HÜKÜM ZAHİR-İ OLANA GÖRE VERİLİR
Malum İslam hukukunda, bilenleri bilir ki; hükümler ve kararlar, zahir-i olan tanık, şahitlerin ve şahısların kendi itiraflarına göre verilir. Gaybı bilen yalnız ve yalnız Cenabı Allah olduğu için, insanların kalplerindekini de sadece Allah bilir. Dolayısıyla, gerek toplumdaki meseleler, gerekse yargı ve dava meselelerinin halli için, hüküm; zahir-i olandelillere göre verilir.
Tebük seferinden geri kalan Medineli Münafıklar, Resulullah (s.a.v) Tebük seferinden Medine’ye vasıl olduğu zaman; huzura gelip yalandan mazeretler beyan ettiklerinde (Resulullah belki de vahiy ile hallerine vakıf olmuştu), Resulullah’ ın, onların zahiri hal ve davranışlarına göre karar verip kalplerinde olan niyetleriyle onları Allaha havale etmesi; İslam’da hükümlerin batın-i olana göre değil, zahiri olana göre verildiğinin delilidir.
Ve yine, Usame ibn-i Zeyd (r.a)’in bir savaşta, yere çaldığı hasmının Şehadet getirdiği halde; onu öldürmesi ve olayın Efendimiz (s.a.v)’e intikali esansında; Efendimizin: Usame’ye, sen Şehadet getiren birini mi öldürdün sözünü tekrarlamasına karşılık Usame’nin ya Resulullah onu korkudan söyledi demesi üzerine; sen onun kalbini açıp yardın mı? Buyurduktan sonra, Usame’nin: keşke ben o gün yeni Müslüman olsaydım diye temenni etmesi vb. hadiseler; Hükmün zahir-i olan emare ve delillere göre verilmesi gerektiğinin bir delilidir.
Fakat ne yazık ki, yaşadığımız çağda ve toplumda; fertlerden tutun da, aile ve tolumun en yüksek katmanlarına varıncaya kadar, insanların çoğunun bu gerçeğin farkında olmadıklarıdır… Dolaysıyla, genel olarak beşeri yasaların geçerli olduğu İslam toplumlarında; yine hükümler bu yasaların el verdiği ölçü ve maddeler doğrultusunda verilmektedir… Hal böyle olunca, birçok zaman; gerçek olan delil, kıstas ve şahitliklerin geçerlilikleri de pek kalmamaktadır.

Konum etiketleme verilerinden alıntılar
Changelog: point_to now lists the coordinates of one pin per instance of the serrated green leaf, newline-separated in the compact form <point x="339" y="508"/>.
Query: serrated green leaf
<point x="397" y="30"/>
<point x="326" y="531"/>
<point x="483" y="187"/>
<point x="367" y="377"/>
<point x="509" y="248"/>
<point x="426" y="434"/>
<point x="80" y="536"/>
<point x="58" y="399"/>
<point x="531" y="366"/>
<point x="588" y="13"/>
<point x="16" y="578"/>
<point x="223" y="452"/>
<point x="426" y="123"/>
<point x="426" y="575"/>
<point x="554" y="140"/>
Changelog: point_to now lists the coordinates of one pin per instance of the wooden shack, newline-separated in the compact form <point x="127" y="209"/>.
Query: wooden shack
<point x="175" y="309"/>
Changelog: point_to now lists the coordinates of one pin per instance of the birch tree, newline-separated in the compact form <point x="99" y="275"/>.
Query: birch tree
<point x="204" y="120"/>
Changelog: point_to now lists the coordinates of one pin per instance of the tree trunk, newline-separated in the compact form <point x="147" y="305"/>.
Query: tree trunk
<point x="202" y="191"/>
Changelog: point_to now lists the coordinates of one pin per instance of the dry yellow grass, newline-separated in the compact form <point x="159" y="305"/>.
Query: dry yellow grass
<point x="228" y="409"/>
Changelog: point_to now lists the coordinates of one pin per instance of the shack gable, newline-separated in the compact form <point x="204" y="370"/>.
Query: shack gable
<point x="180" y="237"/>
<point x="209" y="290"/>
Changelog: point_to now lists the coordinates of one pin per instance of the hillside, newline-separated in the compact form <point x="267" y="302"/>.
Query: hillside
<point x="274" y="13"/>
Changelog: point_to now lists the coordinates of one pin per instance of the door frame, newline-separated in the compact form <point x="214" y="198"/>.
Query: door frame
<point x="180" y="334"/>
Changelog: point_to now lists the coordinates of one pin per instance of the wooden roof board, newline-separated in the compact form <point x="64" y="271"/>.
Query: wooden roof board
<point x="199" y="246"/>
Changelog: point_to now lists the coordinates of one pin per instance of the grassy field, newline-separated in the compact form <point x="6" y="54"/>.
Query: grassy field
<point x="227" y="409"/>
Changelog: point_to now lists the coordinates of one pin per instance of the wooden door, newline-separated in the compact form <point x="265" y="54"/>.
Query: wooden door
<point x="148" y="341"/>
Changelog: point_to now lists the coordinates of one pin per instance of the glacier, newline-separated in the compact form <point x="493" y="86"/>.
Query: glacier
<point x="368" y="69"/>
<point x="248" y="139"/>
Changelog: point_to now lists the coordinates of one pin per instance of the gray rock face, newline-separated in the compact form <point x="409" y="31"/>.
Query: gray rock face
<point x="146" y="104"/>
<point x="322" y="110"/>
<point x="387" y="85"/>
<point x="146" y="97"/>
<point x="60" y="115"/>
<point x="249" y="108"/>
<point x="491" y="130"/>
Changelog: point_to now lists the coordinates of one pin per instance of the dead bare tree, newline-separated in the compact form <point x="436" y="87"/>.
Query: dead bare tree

Görev
Makalenin "Fakat ne yazık" sözlerini içeren yerden başlayıp "de pek kalmamaktadır." sözlerinden sonra biten bölümünü, "yaşadığımız çağda" yerine "günümüzde" gelecek şekilde düzenleyerek yazın. Yalnızca makaledeki bilgilere dayanın.

Sonuç
Fakat ne yazık ki, günümüzde ve toplumda; fertlerden tutun da, aile ve tolumun en yüksek katmanlarına varıncaya kadar, insanların çoğunun bu gerçeğin farkında olmadıklarıdır… Dolaysıyla, genel olarak beşeri yasaların geçerli olduğu İslam toplumlarında; yine hükümler bu yasaların el verdiği ölçü ve maddeler doğrultusunda verilmektedir… Hal böyle olunca, birçok zaman; gerçek olan delil, kıstas ve şahitliklerin geçerlilikleri de pek kalmamaktadır.